═════ Raw data ═════
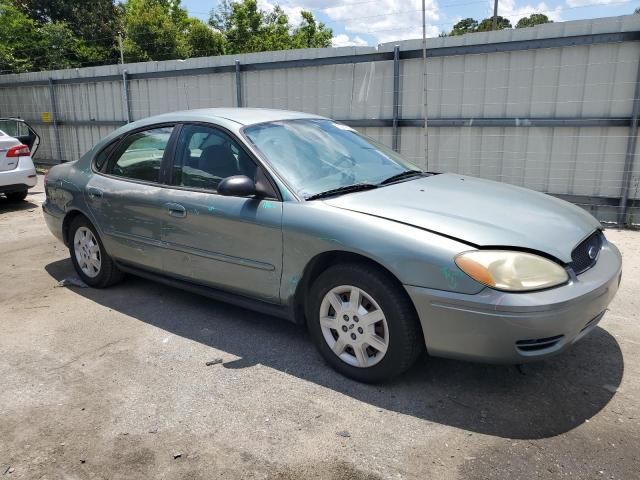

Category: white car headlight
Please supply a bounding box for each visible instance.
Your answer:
[455,250,569,292]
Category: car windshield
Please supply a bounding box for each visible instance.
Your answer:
[244,119,418,198]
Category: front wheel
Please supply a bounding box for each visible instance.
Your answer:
[307,264,424,382]
[69,215,123,288]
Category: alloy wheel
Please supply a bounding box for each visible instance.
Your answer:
[73,227,102,278]
[319,285,389,368]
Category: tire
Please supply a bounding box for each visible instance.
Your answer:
[5,190,27,202]
[307,264,425,383]
[69,215,124,288]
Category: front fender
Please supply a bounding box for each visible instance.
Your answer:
[280,201,484,303]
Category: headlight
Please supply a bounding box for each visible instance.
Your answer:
[455,250,569,292]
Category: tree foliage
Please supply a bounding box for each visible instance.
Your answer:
[13,0,122,58]
[209,0,333,54]
[187,18,225,57]
[449,18,478,37]
[478,15,512,32]
[449,13,552,36]
[0,0,101,73]
[0,0,333,73]
[516,13,553,28]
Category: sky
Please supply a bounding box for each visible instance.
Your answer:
[182,0,640,47]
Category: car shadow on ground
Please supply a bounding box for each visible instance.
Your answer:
[0,195,40,214]
[45,260,624,439]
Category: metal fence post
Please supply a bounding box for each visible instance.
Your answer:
[49,78,64,163]
[392,45,400,152]
[236,60,242,107]
[618,57,640,225]
[122,70,131,123]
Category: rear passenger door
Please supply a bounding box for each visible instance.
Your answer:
[85,125,174,271]
[162,124,282,303]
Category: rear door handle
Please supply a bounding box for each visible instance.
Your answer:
[165,203,187,218]
[88,188,102,199]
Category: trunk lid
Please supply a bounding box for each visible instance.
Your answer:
[325,173,601,263]
[0,131,20,172]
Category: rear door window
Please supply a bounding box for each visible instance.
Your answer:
[172,125,258,192]
[106,127,173,183]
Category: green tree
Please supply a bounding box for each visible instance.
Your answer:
[476,15,512,32]
[209,0,333,54]
[123,0,188,62]
[516,13,553,28]
[0,0,38,73]
[13,0,122,62]
[449,18,478,37]
[187,18,225,57]
[292,10,333,48]
[0,0,100,73]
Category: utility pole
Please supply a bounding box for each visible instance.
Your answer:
[422,0,429,172]
[491,0,498,30]
[118,33,124,65]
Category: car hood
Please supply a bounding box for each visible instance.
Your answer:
[326,173,601,263]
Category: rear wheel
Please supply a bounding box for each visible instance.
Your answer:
[69,215,124,288]
[307,264,424,382]
[5,190,27,202]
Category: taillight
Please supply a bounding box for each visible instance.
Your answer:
[7,145,31,157]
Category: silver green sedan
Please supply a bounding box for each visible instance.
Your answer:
[43,108,622,382]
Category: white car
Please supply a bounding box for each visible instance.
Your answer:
[0,118,40,201]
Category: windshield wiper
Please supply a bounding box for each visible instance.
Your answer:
[379,170,424,185]
[305,183,378,200]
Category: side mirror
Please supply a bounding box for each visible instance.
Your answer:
[218,175,258,197]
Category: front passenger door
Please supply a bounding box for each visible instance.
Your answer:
[162,125,282,303]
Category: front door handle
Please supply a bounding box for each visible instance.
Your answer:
[165,203,187,218]
[87,188,102,200]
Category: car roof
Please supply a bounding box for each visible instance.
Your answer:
[134,108,325,125]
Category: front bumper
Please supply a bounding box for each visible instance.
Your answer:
[405,242,622,363]
[0,157,38,193]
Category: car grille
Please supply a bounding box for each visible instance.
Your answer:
[569,231,604,275]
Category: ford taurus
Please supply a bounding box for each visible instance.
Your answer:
[43,109,622,382]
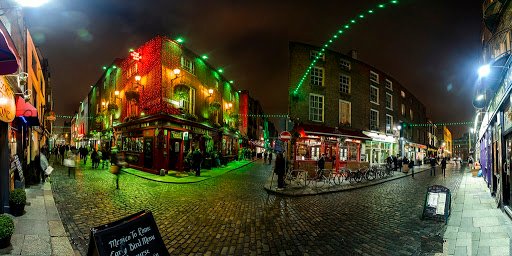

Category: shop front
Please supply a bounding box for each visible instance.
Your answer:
[404,142,428,165]
[363,131,398,164]
[115,115,226,174]
[293,125,370,171]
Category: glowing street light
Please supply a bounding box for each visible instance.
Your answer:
[16,0,48,7]
[478,64,491,77]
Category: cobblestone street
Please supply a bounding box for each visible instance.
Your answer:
[52,161,462,255]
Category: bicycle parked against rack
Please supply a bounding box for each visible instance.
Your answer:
[312,169,336,188]
[285,169,311,187]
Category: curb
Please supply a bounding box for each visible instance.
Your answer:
[121,160,257,184]
[263,166,437,197]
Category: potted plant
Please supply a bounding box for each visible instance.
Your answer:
[9,188,27,216]
[0,214,14,248]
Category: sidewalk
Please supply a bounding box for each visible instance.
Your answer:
[0,182,79,256]
[436,173,512,255]
[264,164,441,196]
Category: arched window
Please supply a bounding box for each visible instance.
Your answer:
[174,84,196,114]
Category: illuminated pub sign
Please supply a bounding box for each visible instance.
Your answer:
[0,80,16,122]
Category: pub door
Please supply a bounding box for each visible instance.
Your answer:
[169,139,181,170]
[144,137,153,168]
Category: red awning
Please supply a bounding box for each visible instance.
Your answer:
[16,97,37,117]
[298,124,371,140]
[0,22,20,75]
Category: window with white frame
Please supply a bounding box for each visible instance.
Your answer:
[386,115,393,134]
[340,59,351,70]
[339,100,352,125]
[309,93,324,122]
[370,109,379,131]
[386,92,393,110]
[181,56,195,74]
[340,74,350,94]
[385,79,393,91]
[309,50,325,61]
[370,85,379,105]
[311,67,324,86]
[370,71,379,84]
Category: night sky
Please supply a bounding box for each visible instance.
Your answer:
[25,0,482,138]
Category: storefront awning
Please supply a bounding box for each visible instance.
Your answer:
[0,22,20,75]
[16,97,39,126]
[297,124,371,140]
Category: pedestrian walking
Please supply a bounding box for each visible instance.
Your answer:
[430,157,437,176]
[274,153,285,190]
[110,147,126,189]
[101,148,110,169]
[441,157,446,178]
[409,159,414,179]
[192,148,203,177]
[91,149,100,169]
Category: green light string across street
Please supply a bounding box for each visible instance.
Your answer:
[293,0,398,95]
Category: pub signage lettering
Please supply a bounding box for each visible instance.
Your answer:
[87,211,169,256]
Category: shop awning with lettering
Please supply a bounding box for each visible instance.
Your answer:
[16,97,39,126]
[297,124,371,140]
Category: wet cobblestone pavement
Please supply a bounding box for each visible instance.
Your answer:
[51,161,462,255]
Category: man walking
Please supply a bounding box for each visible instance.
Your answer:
[441,157,446,178]
[430,157,437,176]
[192,148,203,177]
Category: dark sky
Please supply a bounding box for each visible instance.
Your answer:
[26,0,482,138]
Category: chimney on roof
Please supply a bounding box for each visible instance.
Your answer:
[349,50,357,60]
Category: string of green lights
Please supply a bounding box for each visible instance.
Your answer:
[293,0,398,95]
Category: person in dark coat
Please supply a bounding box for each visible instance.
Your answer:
[274,153,285,190]
[192,148,203,176]
[441,157,446,178]
[430,157,437,176]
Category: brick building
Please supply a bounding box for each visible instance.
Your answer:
[289,42,427,165]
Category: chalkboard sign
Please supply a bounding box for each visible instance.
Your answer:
[87,211,169,256]
[422,185,452,223]
[11,155,25,182]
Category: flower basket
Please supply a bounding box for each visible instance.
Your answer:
[124,90,140,102]
[0,214,14,248]
[9,188,27,216]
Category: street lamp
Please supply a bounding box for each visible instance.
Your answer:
[16,0,48,7]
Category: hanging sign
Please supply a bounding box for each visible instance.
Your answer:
[422,185,451,223]
[0,79,16,123]
[87,211,169,256]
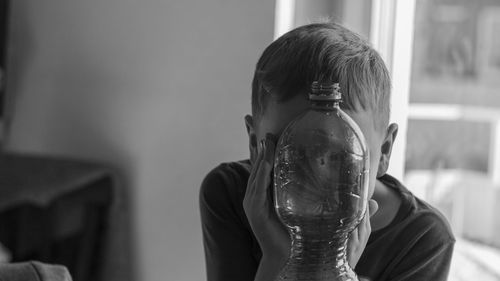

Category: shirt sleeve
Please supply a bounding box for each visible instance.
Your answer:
[199,166,258,281]
[388,215,455,281]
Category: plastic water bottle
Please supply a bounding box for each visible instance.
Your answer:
[274,82,369,281]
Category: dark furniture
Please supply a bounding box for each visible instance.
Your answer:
[0,153,115,281]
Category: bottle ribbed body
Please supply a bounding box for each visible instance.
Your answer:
[274,103,369,281]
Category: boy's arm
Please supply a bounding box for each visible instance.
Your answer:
[199,166,258,281]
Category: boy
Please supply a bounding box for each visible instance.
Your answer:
[200,23,455,281]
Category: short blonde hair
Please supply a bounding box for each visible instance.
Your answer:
[252,22,391,128]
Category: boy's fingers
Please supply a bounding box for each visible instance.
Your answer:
[246,141,264,194]
[255,139,274,202]
[368,199,378,217]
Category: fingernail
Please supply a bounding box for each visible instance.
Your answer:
[266,133,276,143]
[250,135,257,147]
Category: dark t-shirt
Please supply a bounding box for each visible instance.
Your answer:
[200,160,455,281]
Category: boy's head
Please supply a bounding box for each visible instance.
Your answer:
[245,23,397,197]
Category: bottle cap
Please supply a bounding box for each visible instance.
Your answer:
[309,81,342,101]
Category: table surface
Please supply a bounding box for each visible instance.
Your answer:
[0,152,113,211]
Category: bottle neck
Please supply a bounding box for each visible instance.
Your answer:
[309,100,340,109]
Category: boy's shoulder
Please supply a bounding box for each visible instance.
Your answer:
[199,160,251,214]
[374,175,455,242]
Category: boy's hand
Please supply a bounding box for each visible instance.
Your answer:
[243,134,291,270]
[347,199,378,269]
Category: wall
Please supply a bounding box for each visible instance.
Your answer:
[6,0,274,281]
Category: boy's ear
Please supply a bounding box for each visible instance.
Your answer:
[377,123,398,178]
[245,115,257,163]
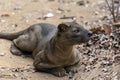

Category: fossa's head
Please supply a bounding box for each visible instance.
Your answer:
[58,22,92,45]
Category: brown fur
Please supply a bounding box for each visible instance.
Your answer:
[0,22,92,77]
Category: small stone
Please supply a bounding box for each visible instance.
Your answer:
[0,53,5,56]
[77,0,85,6]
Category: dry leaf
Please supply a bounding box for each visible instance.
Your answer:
[103,24,112,34]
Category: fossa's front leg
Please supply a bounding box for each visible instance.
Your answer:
[34,52,67,77]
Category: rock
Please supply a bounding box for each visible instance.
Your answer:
[77,0,85,6]
[0,53,5,56]
[43,13,54,19]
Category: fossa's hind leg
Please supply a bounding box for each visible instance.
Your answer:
[10,43,23,56]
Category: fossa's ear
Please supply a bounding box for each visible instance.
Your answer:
[58,23,70,32]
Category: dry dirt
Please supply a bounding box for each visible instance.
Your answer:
[0,0,120,80]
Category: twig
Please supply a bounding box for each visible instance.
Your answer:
[116,0,120,20]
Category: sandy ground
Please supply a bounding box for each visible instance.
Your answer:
[0,0,117,80]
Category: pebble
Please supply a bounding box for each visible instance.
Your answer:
[0,53,5,56]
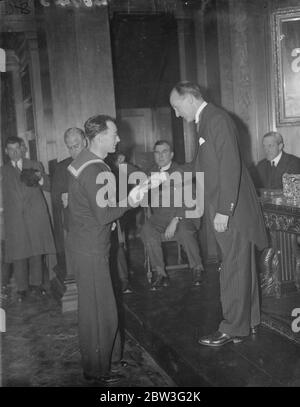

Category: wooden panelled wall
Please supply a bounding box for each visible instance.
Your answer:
[38,8,115,160]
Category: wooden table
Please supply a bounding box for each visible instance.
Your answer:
[260,194,300,298]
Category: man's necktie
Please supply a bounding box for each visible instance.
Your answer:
[15,162,22,173]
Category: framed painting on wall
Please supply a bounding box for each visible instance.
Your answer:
[272,8,300,126]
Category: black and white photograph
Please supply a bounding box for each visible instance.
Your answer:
[0,0,300,396]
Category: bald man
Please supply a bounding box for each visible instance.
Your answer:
[51,127,87,280]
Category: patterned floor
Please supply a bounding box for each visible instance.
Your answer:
[0,290,174,387]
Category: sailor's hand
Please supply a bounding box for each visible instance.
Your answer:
[214,213,229,232]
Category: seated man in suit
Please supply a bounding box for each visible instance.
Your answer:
[141,140,204,287]
[254,131,300,189]
[105,151,141,294]
[51,127,86,280]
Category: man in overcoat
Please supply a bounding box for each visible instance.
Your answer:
[170,82,267,347]
[254,131,300,189]
[51,127,86,280]
[1,137,55,301]
[141,140,204,288]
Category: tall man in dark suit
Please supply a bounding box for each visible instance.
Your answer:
[254,131,300,189]
[170,82,267,347]
[51,127,86,280]
[1,137,55,302]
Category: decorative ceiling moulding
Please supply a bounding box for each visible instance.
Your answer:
[39,0,206,14]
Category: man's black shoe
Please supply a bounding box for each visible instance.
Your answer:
[30,286,47,297]
[198,331,244,348]
[110,359,128,373]
[193,268,204,287]
[250,325,259,335]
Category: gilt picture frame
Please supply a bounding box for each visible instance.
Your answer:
[272,8,300,126]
═════
**Task objective**
Copy the records from the line with "Category: shop front" to the line with "[264,164,441,196]", swapping "cobblestone street" for "brick street" and changing nothing else.

**Full response**
Category: shop front
Please supply a bounding box for each visible instance.
Your answer:
[404,142,428,165]
[363,131,398,164]
[115,115,226,174]
[293,125,370,171]
Category: glowing street light
Please supply a bounding box for each visible instance.
Your answer:
[16,0,48,7]
[478,64,491,77]
Category: brick street
Please supply a bounding box for each visible instance.
Your answer:
[52,161,462,255]
Category: bicycle parked against rack
Please supply a bounding box for each visible instance.
Your answer:
[312,169,336,188]
[285,169,311,187]
Category: curb
Please supply a bounding box for each visible instance.
Your answer:
[121,160,257,184]
[263,166,437,197]
Category: potted plant
Please supply a bounding box for each visible instance.
Your answer:
[9,188,27,216]
[0,214,14,248]
Category: sidewalk
Please supply a bounding box for each visible instance.
Your answer:
[0,182,79,256]
[436,173,512,255]
[264,164,441,196]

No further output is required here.